> _TO DO_: Leave out the lines before the one with "Target: sandy ground"; output that line and all remaining lines of the records exactly.
[[ SUPPLIED MATERIAL, beginning ]]
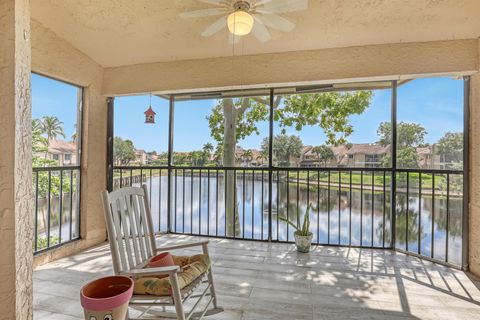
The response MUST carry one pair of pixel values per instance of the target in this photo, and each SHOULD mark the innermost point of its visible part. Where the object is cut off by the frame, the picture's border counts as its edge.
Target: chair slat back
(129, 226)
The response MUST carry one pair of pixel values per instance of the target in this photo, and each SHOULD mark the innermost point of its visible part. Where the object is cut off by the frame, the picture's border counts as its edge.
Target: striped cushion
(191, 268)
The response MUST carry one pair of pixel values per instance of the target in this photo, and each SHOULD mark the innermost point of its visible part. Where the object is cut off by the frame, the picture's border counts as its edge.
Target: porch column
(474, 242)
(16, 218)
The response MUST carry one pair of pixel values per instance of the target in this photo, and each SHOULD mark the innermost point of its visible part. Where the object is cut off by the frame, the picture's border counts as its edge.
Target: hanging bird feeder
(150, 114)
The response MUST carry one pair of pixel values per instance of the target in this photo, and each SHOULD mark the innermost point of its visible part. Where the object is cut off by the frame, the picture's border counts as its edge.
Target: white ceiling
(123, 32)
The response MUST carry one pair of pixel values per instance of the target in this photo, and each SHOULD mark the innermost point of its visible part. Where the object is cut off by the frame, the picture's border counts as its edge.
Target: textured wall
(54, 57)
(319, 66)
(16, 201)
(474, 245)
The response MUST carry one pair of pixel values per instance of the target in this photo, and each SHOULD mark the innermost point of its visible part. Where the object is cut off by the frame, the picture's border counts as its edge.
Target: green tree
(207, 151)
(234, 119)
(324, 153)
(450, 147)
(52, 127)
(123, 151)
(410, 136)
(285, 147)
(247, 156)
(197, 158)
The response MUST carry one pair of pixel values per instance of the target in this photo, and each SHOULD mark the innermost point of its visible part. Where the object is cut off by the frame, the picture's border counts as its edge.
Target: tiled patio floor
(257, 280)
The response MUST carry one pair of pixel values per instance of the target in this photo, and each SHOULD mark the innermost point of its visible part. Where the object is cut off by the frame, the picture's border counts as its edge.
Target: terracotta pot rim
(100, 304)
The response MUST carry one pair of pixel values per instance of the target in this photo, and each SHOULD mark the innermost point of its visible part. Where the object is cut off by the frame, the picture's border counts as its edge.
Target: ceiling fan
(242, 17)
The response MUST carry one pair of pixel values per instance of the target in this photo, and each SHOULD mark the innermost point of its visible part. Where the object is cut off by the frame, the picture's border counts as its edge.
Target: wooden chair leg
(210, 278)
(177, 298)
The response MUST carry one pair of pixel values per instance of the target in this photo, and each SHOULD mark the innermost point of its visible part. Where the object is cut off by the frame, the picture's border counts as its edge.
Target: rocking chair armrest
(151, 271)
(182, 245)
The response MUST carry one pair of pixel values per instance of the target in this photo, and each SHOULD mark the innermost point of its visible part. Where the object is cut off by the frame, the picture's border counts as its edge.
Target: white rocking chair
(132, 243)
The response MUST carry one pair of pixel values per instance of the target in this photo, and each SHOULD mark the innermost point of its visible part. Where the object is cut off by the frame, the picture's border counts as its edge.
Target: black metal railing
(57, 206)
(349, 206)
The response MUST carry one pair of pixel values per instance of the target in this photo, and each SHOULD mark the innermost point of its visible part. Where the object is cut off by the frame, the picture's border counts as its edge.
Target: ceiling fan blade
(215, 27)
(203, 13)
(281, 6)
(233, 39)
(276, 22)
(214, 2)
(260, 31)
(261, 2)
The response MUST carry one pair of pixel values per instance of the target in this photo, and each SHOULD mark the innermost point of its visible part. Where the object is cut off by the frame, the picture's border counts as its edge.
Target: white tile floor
(259, 280)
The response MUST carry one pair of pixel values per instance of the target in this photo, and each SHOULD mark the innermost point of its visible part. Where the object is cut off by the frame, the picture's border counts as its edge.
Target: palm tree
(207, 151)
(52, 127)
(74, 135)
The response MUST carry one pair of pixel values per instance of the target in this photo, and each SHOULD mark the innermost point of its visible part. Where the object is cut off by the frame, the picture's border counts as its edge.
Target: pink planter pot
(106, 298)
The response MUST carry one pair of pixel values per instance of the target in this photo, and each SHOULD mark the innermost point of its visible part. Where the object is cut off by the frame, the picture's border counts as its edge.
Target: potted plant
(303, 236)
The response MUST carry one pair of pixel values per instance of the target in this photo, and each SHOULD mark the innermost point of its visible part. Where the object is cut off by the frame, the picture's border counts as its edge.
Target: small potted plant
(303, 236)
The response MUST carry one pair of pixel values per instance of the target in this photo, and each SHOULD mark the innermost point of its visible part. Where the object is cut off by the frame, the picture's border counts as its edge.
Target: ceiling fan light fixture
(240, 23)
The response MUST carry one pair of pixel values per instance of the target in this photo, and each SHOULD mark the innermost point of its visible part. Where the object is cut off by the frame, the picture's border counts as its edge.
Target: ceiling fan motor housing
(241, 5)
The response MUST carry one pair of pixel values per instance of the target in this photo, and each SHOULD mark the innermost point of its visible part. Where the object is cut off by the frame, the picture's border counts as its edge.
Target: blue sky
(435, 103)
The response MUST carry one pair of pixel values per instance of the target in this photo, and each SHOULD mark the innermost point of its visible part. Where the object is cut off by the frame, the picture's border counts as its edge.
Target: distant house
(309, 159)
(141, 156)
(255, 159)
(429, 158)
(366, 155)
(63, 152)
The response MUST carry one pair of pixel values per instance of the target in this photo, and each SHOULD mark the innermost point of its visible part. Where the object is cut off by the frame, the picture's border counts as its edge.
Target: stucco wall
(54, 57)
(474, 243)
(16, 201)
(318, 66)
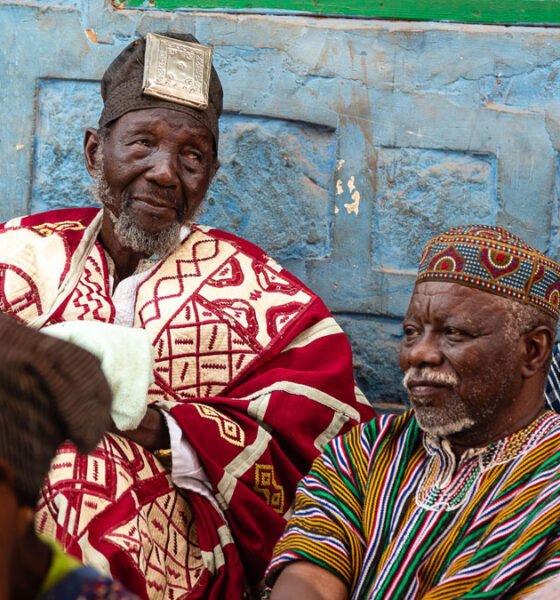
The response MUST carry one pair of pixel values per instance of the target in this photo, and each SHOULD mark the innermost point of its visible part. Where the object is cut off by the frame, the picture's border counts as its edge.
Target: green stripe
(483, 11)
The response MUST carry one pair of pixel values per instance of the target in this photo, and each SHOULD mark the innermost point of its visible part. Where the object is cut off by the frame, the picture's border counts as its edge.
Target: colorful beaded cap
(496, 261)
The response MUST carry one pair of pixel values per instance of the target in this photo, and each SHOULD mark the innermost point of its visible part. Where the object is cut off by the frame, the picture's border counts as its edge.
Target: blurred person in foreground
(460, 496)
(252, 376)
(50, 391)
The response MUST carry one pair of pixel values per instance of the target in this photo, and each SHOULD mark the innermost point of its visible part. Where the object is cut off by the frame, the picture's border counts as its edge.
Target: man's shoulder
(387, 428)
(58, 220)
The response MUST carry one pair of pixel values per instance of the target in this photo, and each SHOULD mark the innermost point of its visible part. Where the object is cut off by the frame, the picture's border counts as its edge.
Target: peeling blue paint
(345, 143)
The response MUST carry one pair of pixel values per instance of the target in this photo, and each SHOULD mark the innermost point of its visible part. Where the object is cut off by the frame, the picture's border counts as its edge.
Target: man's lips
(426, 388)
(154, 204)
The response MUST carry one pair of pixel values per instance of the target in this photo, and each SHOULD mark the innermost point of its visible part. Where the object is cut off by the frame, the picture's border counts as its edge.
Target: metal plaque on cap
(177, 71)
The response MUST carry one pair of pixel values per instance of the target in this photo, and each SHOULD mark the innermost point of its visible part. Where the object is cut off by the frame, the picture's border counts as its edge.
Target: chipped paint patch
(91, 35)
(339, 188)
(354, 206)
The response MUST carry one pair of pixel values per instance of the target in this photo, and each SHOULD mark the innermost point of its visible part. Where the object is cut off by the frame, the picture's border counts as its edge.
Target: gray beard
(151, 244)
(125, 228)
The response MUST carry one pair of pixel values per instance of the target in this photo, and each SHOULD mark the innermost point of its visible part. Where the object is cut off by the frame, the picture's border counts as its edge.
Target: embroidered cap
(164, 71)
(495, 261)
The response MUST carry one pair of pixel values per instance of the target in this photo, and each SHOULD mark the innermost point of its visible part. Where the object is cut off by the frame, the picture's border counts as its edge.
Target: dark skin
(163, 162)
(24, 558)
(457, 331)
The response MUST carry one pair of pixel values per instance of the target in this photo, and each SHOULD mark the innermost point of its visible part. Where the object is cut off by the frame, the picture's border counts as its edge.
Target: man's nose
(425, 351)
(164, 169)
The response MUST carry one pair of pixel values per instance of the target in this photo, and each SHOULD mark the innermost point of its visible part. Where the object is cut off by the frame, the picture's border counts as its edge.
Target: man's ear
(538, 345)
(217, 165)
(7, 474)
(91, 143)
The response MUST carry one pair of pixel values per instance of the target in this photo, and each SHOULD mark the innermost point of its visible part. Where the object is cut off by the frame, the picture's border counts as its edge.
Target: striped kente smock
(389, 511)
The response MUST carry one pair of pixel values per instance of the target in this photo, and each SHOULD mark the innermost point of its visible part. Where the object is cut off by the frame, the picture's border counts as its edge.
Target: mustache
(428, 375)
(161, 195)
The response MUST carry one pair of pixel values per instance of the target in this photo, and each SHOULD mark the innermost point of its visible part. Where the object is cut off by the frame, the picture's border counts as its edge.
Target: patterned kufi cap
(495, 261)
(122, 87)
(50, 391)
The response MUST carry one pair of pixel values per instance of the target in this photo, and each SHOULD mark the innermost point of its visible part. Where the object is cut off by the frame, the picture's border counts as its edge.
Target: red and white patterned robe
(249, 363)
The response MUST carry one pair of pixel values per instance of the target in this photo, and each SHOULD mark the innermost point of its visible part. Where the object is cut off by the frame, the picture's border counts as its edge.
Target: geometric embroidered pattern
(450, 260)
(266, 485)
(211, 311)
(493, 260)
(119, 502)
(50, 228)
(229, 429)
(89, 300)
(498, 262)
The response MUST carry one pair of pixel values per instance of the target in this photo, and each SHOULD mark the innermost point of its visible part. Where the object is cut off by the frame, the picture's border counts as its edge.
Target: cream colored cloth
(126, 357)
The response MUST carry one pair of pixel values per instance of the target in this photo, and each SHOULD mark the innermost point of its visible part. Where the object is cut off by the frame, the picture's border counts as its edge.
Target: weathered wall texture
(346, 143)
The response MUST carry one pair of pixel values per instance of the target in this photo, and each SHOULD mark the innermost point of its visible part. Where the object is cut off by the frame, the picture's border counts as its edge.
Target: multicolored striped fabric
(394, 516)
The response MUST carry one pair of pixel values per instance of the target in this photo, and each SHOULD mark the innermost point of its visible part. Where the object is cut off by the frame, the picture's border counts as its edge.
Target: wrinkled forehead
(445, 298)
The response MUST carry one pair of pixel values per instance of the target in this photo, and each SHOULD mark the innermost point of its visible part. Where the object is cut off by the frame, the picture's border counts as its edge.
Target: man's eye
(454, 333)
(191, 155)
(410, 331)
(141, 142)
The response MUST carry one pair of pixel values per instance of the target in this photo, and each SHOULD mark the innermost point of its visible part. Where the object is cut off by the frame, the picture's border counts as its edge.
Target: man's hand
(305, 580)
(152, 433)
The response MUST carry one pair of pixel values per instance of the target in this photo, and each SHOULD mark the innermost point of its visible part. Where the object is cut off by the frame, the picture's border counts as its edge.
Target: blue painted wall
(345, 143)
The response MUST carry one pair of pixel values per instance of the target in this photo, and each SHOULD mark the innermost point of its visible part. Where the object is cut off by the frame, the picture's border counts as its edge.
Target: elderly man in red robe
(251, 374)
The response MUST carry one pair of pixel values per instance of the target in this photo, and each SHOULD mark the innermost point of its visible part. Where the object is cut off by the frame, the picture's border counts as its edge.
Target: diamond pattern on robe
(229, 275)
(158, 538)
(18, 293)
(89, 298)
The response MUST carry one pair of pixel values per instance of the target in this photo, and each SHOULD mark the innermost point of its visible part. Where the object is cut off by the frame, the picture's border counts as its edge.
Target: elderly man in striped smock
(459, 497)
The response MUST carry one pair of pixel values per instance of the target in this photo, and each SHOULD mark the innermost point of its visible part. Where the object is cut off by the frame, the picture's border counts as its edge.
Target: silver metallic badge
(177, 71)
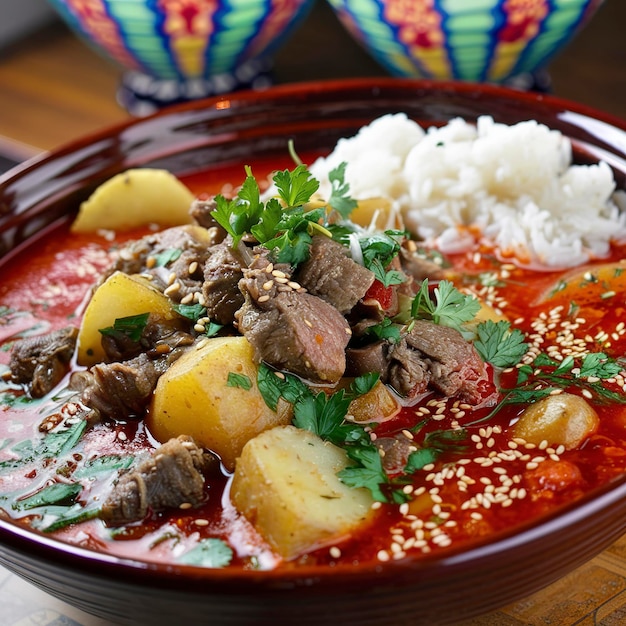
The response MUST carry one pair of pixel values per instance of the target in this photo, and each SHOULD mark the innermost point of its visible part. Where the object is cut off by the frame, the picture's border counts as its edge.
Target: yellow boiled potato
(120, 295)
(564, 419)
(378, 405)
(135, 198)
(286, 485)
(194, 398)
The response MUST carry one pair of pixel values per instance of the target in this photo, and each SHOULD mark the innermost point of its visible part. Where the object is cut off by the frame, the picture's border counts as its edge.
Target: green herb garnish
(131, 326)
(498, 344)
(238, 380)
(211, 552)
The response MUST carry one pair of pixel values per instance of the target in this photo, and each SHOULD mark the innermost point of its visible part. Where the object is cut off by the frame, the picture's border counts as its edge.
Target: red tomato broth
(66, 267)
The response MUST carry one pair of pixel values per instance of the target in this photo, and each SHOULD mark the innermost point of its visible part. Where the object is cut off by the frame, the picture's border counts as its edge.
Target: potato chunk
(286, 485)
(120, 295)
(199, 396)
(564, 419)
(135, 198)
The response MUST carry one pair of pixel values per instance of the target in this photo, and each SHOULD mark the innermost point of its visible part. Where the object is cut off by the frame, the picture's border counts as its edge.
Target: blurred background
(54, 88)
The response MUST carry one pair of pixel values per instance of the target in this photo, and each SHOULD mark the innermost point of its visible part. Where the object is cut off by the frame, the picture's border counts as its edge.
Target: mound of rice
(512, 187)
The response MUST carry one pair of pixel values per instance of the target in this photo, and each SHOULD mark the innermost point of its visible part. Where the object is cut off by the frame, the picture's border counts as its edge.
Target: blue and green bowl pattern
(185, 42)
(473, 40)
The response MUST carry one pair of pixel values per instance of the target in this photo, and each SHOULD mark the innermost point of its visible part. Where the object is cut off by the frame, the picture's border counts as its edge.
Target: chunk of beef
(119, 390)
(41, 362)
(122, 390)
(332, 275)
(291, 329)
(429, 357)
(172, 477)
(222, 272)
(455, 366)
(173, 258)
(159, 337)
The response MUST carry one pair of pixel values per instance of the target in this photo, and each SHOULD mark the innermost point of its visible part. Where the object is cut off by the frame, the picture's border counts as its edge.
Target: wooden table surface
(53, 89)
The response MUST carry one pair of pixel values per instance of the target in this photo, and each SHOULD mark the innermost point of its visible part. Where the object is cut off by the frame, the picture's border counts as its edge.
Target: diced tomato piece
(384, 295)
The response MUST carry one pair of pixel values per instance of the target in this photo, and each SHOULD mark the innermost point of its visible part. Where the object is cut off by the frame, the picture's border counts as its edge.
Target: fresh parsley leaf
(60, 442)
(324, 415)
(339, 199)
(190, 311)
(450, 307)
(497, 344)
(269, 221)
(295, 188)
(599, 365)
(65, 516)
(275, 385)
(56, 493)
(167, 256)
(368, 473)
(387, 278)
(420, 458)
(239, 380)
(213, 553)
(131, 326)
(212, 328)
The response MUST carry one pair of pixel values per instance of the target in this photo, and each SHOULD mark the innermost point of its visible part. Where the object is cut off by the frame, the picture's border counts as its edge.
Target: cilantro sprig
(285, 223)
(450, 307)
(325, 415)
(500, 345)
(131, 326)
(546, 376)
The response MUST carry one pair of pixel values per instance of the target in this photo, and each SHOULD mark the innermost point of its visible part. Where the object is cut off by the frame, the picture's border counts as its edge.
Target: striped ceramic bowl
(474, 40)
(177, 50)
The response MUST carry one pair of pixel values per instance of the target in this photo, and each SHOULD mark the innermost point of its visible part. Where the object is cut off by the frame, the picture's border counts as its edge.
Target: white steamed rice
(512, 186)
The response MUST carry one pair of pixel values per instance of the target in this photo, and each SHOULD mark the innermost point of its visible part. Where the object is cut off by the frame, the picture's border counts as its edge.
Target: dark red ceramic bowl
(427, 590)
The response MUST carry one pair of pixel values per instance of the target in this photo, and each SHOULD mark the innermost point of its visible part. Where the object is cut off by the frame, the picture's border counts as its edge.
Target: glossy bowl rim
(39, 546)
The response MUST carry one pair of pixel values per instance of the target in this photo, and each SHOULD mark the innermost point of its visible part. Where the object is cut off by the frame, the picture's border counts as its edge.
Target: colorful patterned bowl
(178, 50)
(475, 40)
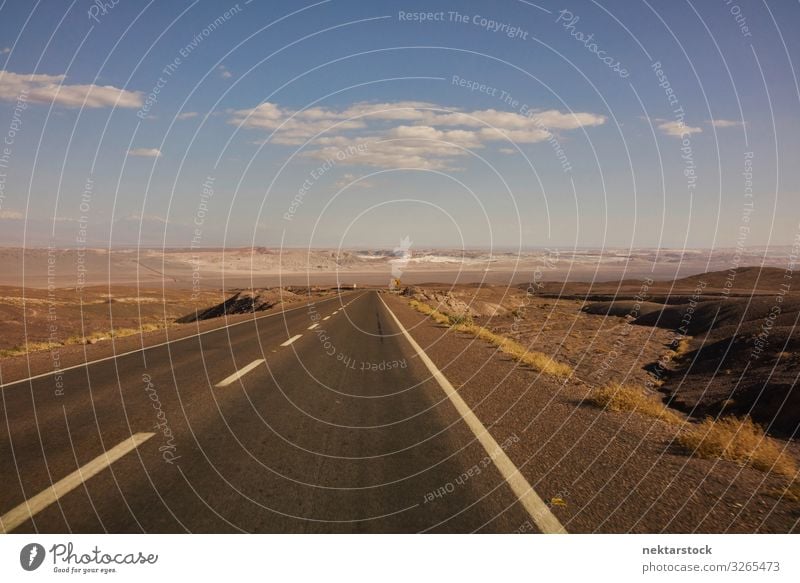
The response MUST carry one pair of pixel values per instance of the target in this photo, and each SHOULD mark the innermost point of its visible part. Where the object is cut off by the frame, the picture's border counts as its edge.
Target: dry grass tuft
(435, 314)
(617, 397)
(30, 347)
(741, 441)
(536, 360)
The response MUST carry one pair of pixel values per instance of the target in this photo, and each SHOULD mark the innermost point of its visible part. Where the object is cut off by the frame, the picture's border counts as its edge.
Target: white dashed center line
(239, 374)
(33, 506)
(292, 339)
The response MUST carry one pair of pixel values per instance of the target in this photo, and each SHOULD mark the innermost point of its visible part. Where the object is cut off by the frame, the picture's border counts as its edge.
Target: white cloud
(139, 218)
(428, 136)
(52, 89)
(145, 152)
(678, 129)
(726, 123)
(349, 181)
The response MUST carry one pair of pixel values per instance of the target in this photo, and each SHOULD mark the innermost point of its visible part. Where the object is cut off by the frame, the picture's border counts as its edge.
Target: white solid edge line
(239, 374)
(535, 506)
(292, 339)
(121, 354)
(13, 518)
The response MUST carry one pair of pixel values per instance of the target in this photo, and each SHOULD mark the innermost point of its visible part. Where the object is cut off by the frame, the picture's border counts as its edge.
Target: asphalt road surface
(323, 418)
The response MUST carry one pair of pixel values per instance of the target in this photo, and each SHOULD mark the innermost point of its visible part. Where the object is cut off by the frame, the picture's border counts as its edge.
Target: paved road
(318, 419)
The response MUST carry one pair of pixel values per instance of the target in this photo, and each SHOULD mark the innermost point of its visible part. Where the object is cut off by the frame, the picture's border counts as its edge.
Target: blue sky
(356, 124)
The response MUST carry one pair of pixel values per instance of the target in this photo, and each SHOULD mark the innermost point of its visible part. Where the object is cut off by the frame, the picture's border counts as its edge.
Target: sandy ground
(210, 269)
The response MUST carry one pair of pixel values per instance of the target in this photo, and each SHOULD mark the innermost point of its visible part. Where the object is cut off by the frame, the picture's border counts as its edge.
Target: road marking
[[ SUPPLIED MATERIAL, end ]]
> _REPLY TO THE TASK_:
Target: sandy ground
(210, 269)
The response MUST carry one pair of pixel values per instance of the target in this photo, and each SHOULD mark the innermost point of its visible part. Where the object is cut off by the frame, the picture's border counts as its edge.
Target: road marking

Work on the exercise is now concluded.